### WORK ORDER A
Please transcribe the part of the post about hope that opens with the words containing "I admit that" and closes with "of the soul.".
### WORK ORDER B
Answer these questions from the post about hope:
(i) What did the writer break in the fall from a horse?
(ii) For how many days could the writer not keep anything down?
(iii) What name, quoted from Matthew 1:22-23, means "God with us"?

### READING TEXT
Sunday, December 9, 2007

Hope Dwells With Us -- Hope Chronicles 2

This past year was a rough one. A year ago last fall, I fell off a horse and broke my tailbone. I don’t know that I’ve ever felt something so painful! I couldn’t walk or sit comfortably. I couldn’t bend without aggravating it. I resorted to a donut pillow to make it through work.

At the end of March I was playing Hide-and-Seek with my 5-year-old niece. As I stealthily tip toed up the stairs, I missed a step and fell all the way down the stairs. I sprained my ankle, my knee, and fractured a couple of fingers. I suppose I should have been grateful that it wasn’t my dominant hand, but do you know how many things require two hands to do them? I made huge messes in the kitchen and because of my ankle and knee they were painful to clean up.

Within a month, a dear friend had died and I was an emotional wreck. I ended up with major stomach problems. I couldn’t keep anything down for 8 days and had to go to the ER to get fluids.

I mention all of these times because they are times when I felt helpless to do even the most basic thing. And with that helplessness came a sense of hopelessness. What was the use of trying?

Recently, I was watching a TV show. They referenced Dante’s Inferno. In the story, Dante visits the eight circles of hell. The quote they referenced was a quote on entering hell, “Abandon hope all who enter here.”

Abandon hope. Most of probably don’t like the sound of that. I don’t know that Dante’s description of hell is accurate, but in this one thing, I think it is probably right. Hell, it would stand to reason, would be a hopeless place.

I admit that there are times that I’ve abandoned hope. I tell myself that things won’t get better. I say that I could pray but God wouldn’t hear me. I tell myself all the things that are wrong with me. My thinking often does me few favors in times like those.

Luckily with prayer, counsel, and sometimes medication, I’ve come out of those dark places of the soul.

But really what brought me out of those places was that even though I may have abandoned hope at times, hope –the HOPE – has never abandoned me. In fact, that HOPE – Jesus – came from heaven to earth and then to the cross so that I would never have to truly be without hope.

Matthew 1:22-23 says, “All this took place to fulfill what the Lord had said through the prophet. ‘The virgin will be with child and will give birth to a son, and they will call him Immanuel’ – which means ‘God with us.’”

Immanuel. God with us. I remember learning once that the more literal translation means something along the lines of “He will pitch his tent among us.” In other words, he wasn’t just passing through. When God came to his people, he dwelt among them, lived among them.

And His presence remains with us to this day. Immanuel. God with us.

We may abandon hope, but HOPE never abandons us. HOPE goes to the ends of the earth so that we know we need never be without hope. Immanuel. God with us.

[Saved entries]
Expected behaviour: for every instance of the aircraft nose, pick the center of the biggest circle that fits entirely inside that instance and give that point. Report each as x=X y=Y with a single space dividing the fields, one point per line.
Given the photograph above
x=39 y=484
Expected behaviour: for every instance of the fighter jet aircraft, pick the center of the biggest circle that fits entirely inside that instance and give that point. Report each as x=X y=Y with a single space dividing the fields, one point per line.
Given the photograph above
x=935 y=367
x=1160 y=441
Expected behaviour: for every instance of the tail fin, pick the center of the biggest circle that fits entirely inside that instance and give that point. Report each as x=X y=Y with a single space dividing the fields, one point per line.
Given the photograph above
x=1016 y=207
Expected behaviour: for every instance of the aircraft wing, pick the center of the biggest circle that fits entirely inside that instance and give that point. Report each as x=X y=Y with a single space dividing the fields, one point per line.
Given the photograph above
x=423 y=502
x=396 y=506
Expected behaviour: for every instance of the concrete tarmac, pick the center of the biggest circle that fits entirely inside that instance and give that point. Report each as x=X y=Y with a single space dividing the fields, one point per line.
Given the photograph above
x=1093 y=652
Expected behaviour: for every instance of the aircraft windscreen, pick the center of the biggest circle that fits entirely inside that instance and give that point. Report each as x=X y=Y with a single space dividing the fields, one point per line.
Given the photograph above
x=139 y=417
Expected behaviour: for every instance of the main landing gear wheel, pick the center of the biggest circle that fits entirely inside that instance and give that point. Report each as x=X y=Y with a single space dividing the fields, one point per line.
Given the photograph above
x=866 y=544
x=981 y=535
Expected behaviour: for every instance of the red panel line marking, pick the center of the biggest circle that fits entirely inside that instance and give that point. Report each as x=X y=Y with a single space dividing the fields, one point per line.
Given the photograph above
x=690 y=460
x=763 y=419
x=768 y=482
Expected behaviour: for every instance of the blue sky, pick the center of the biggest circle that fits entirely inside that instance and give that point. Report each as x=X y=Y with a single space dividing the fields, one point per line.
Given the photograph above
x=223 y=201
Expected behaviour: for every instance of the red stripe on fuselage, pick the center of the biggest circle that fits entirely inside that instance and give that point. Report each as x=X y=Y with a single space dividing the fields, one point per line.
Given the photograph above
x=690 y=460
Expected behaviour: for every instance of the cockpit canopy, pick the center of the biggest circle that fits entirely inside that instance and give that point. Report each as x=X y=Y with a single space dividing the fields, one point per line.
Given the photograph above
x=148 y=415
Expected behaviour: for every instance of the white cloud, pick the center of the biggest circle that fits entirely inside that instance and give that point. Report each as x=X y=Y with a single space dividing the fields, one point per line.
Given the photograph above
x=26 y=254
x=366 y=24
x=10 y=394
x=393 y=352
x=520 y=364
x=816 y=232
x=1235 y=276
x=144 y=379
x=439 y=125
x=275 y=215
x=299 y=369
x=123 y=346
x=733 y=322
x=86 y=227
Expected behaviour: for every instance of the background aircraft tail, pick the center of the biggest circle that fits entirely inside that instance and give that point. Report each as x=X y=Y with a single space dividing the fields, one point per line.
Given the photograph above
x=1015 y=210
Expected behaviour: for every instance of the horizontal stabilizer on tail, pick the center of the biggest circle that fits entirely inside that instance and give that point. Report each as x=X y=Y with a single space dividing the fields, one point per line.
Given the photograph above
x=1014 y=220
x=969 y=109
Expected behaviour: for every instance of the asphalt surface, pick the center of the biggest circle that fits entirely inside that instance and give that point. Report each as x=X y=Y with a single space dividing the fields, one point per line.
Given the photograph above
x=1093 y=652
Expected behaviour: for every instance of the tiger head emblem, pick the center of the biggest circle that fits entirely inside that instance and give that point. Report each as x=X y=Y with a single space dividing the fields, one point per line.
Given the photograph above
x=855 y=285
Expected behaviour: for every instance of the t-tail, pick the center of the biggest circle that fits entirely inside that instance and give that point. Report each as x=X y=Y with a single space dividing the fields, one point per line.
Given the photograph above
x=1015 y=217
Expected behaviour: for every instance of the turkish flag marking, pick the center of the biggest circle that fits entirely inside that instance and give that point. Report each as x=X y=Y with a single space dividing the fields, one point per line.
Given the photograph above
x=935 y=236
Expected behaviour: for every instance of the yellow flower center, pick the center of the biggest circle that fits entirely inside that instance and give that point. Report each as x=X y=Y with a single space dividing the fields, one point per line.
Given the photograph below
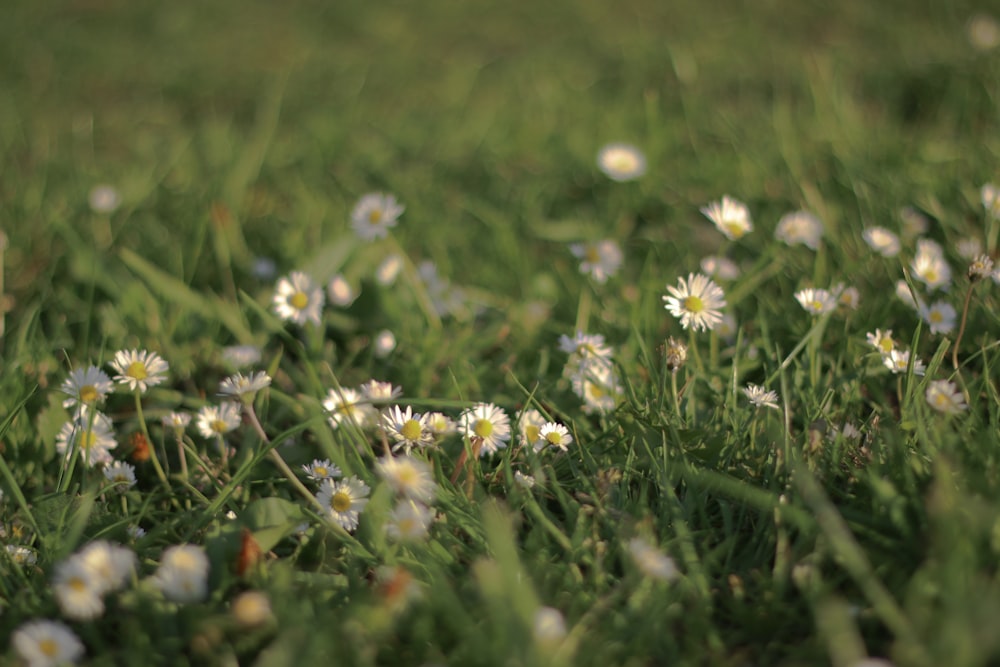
x=137 y=370
x=694 y=304
x=341 y=501
x=411 y=430
x=88 y=393
x=483 y=428
x=49 y=647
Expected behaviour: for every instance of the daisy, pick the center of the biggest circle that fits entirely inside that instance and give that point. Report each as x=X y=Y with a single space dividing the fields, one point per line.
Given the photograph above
x=104 y=199
x=800 y=227
x=930 y=267
x=651 y=561
x=94 y=436
x=244 y=387
x=760 y=397
x=121 y=475
x=296 y=299
x=487 y=424
x=816 y=301
x=347 y=405
x=374 y=214
x=601 y=259
x=407 y=428
x=548 y=626
x=553 y=434
x=46 y=644
x=77 y=591
x=697 y=302
x=945 y=397
x=882 y=341
x=990 y=196
x=882 y=241
x=344 y=500
x=409 y=522
x=898 y=361
x=183 y=573
x=241 y=356
x=940 y=315
x=731 y=216
x=721 y=268
x=529 y=425
x=340 y=292
x=621 y=162
x=85 y=387
x=214 y=421
x=321 y=470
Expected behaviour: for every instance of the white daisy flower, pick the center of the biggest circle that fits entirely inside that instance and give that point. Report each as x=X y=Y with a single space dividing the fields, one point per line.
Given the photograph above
x=183 y=573
x=104 y=199
x=697 y=302
x=731 y=216
x=882 y=241
x=601 y=259
x=298 y=300
x=761 y=397
x=86 y=387
x=800 y=227
x=348 y=405
x=139 y=369
x=47 y=644
x=882 y=341
x=344 y=499
x=409 y=521
x=408 y=477
x=720 y=268
x=941 y=317
x=553 y=434
x=945 y=397
x=929 y=266
x=621 y=162
x=120 y=475
x=340 y=291
x=93 y=434
x=487 y=424
x=529 y=425
x=407 y=428
x=816 y=301
x=215 y=421
x=374 y=214
x=898 y=361
x=651 y=561
x=320 y=470
x=77 y=590
x=244 y=387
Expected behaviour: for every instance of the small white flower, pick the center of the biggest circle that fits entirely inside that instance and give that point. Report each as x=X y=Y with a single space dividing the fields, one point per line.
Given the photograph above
x=601 y=259
x=800 y=227
x=374 y=214
x=816 y=301
x=882 y=241
x=298 y=300
x=621 y=162
x=47 y=644
x=340 y=291
x=761 y=397
x=945 y=397
x=697 y=302
x=940 y=315
x=183 y=573
x=731 y=216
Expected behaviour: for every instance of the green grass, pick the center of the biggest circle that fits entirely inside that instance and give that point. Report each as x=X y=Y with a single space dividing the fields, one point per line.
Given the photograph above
x=241 y=130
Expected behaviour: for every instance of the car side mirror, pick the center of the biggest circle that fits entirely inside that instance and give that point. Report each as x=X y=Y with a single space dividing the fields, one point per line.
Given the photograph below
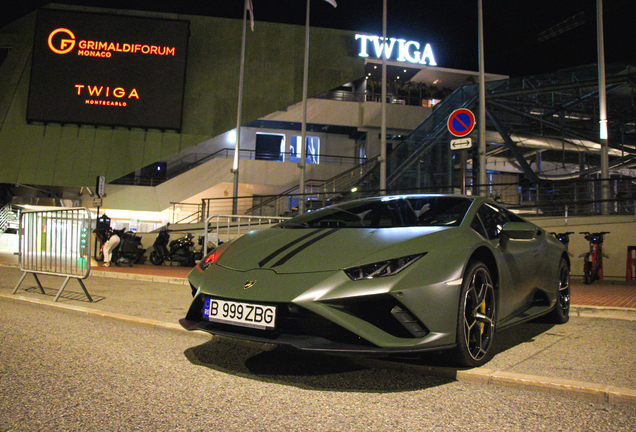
x=517 y=231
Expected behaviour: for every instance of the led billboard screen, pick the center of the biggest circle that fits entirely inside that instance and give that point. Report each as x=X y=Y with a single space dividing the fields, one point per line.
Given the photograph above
x=112 y=70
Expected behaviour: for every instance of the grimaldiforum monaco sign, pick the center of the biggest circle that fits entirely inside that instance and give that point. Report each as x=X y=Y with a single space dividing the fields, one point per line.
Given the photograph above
x=112 y=70
x=399 y=49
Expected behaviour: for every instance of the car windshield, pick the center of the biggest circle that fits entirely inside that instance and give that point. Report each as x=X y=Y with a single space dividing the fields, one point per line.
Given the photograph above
x=388 y=212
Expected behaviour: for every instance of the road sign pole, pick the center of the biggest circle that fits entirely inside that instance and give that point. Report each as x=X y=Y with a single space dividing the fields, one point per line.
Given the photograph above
x=463 y=159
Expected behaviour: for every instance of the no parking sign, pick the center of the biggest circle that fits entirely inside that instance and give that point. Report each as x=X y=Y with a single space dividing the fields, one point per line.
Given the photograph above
x=461 y=122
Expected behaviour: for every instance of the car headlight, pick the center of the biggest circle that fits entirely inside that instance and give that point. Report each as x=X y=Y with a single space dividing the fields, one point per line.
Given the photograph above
x=382 y=268
x=212 y=257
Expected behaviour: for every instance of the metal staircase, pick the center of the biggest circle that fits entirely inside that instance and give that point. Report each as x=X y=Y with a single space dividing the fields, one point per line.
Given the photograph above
x=318 y=193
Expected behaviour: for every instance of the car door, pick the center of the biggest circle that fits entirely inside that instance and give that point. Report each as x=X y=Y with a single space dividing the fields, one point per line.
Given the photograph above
x=518 y=263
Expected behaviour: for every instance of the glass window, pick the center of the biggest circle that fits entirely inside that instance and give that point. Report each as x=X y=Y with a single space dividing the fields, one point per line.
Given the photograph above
x=313 y=149
x=493 y=219
x=478 y=226
x=269 y=146
x=388 y=212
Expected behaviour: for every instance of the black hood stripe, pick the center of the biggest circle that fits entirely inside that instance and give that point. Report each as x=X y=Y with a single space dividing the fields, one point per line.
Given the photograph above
x=290 y=255
x=287 y=246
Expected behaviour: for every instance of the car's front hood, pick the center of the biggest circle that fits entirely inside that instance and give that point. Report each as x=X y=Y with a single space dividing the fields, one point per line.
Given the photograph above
x=317 y=250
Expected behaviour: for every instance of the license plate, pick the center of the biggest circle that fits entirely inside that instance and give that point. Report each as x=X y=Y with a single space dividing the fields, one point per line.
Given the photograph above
x=241 y=314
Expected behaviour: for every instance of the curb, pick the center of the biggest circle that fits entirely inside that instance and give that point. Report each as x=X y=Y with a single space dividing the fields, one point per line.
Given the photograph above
x=628 y=314
x=129 y=276
x=140 y=277
x=599 y=393
x=97 y=312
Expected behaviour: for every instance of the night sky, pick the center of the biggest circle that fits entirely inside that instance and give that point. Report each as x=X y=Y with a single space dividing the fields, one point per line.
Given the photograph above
x=522 y=37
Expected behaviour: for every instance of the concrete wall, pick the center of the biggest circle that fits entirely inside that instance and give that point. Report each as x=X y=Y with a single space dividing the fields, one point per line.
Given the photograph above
x=192 y=185
x=367 y=114
x=623 y=234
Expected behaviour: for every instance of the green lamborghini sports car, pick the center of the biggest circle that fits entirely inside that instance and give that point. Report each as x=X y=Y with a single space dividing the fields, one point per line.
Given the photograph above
x=385 y=275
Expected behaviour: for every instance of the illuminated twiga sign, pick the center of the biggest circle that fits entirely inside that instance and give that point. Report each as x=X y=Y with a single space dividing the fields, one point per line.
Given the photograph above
x=403 y=50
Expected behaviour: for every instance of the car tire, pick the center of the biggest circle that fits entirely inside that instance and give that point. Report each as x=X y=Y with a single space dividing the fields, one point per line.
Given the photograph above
x=476 y=318
x=561 y=312
x=155 y=258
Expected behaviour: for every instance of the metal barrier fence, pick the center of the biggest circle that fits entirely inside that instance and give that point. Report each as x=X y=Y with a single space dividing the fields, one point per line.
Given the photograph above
x=56 y=243
x=233 y=226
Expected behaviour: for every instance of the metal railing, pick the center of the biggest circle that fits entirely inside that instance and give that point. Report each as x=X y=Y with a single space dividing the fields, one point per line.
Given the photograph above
x=233 y=226
x=56 y=243
x=7 y=217
x=192 y=160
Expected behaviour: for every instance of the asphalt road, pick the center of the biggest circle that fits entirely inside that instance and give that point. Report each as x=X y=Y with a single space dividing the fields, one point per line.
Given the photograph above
x=66 y=370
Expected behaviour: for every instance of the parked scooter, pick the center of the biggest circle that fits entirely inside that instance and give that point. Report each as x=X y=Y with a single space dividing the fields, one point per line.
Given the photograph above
x=180 y=251
x=128 y=251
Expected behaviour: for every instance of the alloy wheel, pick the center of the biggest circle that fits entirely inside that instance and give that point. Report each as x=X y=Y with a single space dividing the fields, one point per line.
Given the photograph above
x=479 y=313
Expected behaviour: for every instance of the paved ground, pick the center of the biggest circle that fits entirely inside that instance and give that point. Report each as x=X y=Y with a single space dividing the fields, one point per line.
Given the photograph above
x=590 y=358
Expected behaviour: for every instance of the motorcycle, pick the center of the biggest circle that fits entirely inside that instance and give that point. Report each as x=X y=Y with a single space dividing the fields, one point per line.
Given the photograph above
x=180 y=251
x=128 y=251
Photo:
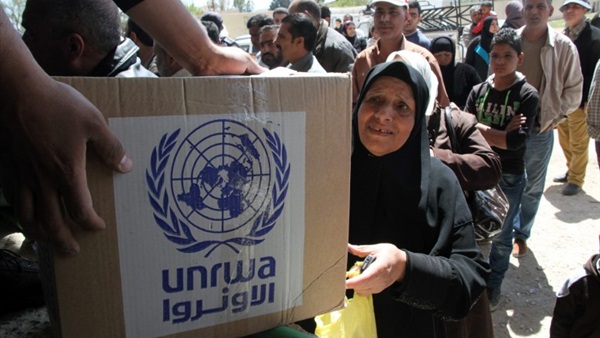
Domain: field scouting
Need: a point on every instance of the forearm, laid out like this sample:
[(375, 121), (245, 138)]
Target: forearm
[(186, 40), (496, 138)]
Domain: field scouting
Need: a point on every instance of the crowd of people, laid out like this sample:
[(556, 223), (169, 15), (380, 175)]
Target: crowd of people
[(409, 183)]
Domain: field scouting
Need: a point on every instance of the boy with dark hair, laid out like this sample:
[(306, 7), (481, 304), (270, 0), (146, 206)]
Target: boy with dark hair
[(505, 106), (297, 38)]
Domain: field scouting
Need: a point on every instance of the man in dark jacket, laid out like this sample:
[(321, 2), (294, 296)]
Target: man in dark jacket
[(572, 132), (333, 50), (80, 38), (578, 303)]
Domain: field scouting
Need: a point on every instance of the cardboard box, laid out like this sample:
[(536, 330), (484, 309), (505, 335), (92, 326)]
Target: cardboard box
[(234, 219)]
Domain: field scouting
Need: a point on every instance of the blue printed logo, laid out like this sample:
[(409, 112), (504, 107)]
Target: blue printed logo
[(226, 186)]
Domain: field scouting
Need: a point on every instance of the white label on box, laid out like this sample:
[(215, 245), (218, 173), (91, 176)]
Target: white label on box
[(211, 219)]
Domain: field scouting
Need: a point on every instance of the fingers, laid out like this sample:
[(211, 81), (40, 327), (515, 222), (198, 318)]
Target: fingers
[(78, 201), (49, 212)]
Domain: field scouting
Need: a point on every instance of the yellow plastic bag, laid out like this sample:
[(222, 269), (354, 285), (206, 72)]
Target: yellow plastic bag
[(355, 320)]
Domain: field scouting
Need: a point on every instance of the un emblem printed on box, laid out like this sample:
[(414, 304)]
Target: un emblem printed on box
[(222, 192)]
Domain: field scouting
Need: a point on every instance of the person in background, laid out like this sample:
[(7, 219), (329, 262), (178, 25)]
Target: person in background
[(408, 211), (479, 49), (271, 54), (93, 45), (278, 14), (388, 18), (334, 52), (145, 44), (572, 132), (459, 78), (486, 10), (167, 65), (358, 42), (296, 40), (326, 14), (514, 15), (254, 24), (216, 18), (411, 25), (467, 33), (577, 304), (556, 74), (373, 36), (212, 30), (593, 111), (505, 106)]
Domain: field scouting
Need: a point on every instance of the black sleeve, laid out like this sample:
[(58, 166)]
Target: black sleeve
[(529, 103), (126, 5)]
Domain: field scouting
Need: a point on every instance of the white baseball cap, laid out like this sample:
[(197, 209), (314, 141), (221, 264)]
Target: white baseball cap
[(399, 3), (583, 3)]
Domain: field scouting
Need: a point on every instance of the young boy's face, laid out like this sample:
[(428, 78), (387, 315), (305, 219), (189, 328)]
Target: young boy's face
[(504, 60)]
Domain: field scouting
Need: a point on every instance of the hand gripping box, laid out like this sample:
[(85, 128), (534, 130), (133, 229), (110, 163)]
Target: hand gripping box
[(234, 219)]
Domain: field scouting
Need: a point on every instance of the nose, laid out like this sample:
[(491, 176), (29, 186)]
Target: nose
[(385, 112)]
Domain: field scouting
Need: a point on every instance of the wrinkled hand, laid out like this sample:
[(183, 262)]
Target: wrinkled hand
[(389, 266), (515, 123), (43, 143)]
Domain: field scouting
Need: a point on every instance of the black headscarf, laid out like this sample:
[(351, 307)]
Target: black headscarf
[(445, 44), (388, 189)]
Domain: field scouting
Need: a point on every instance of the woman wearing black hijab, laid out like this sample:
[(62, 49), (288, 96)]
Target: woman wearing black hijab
[(408, 211), (479, 48), (459, 78)]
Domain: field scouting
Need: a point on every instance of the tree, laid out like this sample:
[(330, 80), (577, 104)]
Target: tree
[(349, 3), (243, 5), (14, 10), (279, 3)]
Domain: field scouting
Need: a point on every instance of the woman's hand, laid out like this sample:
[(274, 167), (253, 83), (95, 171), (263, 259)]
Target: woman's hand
[(515, 123), (389, 267)]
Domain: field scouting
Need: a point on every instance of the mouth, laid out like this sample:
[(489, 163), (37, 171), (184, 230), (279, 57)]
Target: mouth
[(380, 131)]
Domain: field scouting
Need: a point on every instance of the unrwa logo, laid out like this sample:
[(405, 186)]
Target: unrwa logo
[(224, 180)]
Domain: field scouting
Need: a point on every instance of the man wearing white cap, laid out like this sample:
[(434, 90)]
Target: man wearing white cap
[(388, 19), (572, 132), (551, 65)]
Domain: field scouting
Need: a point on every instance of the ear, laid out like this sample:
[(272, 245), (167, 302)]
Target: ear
[(521, 57), (299, 42), (133, 37), (74, 46)]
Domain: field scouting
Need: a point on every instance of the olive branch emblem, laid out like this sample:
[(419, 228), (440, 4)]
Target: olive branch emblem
[(178, 231)]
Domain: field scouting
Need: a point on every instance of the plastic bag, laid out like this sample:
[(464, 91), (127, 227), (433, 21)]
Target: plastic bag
[(355, 320), (489, 208)]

### ANSWER BOX A
I admit that there are times that I’ve abandoned hope. I tell myself that things won’t get better. I say that I could pray but God wouldn’t hear me. I tell myself all the things that are wrong with me. My thinking often does me few favors in times like those.

Luckily with prayer, counsel, and sometimes medication, I’ve come out of those dark places of the soul.

### ANSWER BOX B
(i) The writer's tailbone.
(ii) 8 days.
(iii) Immanuel.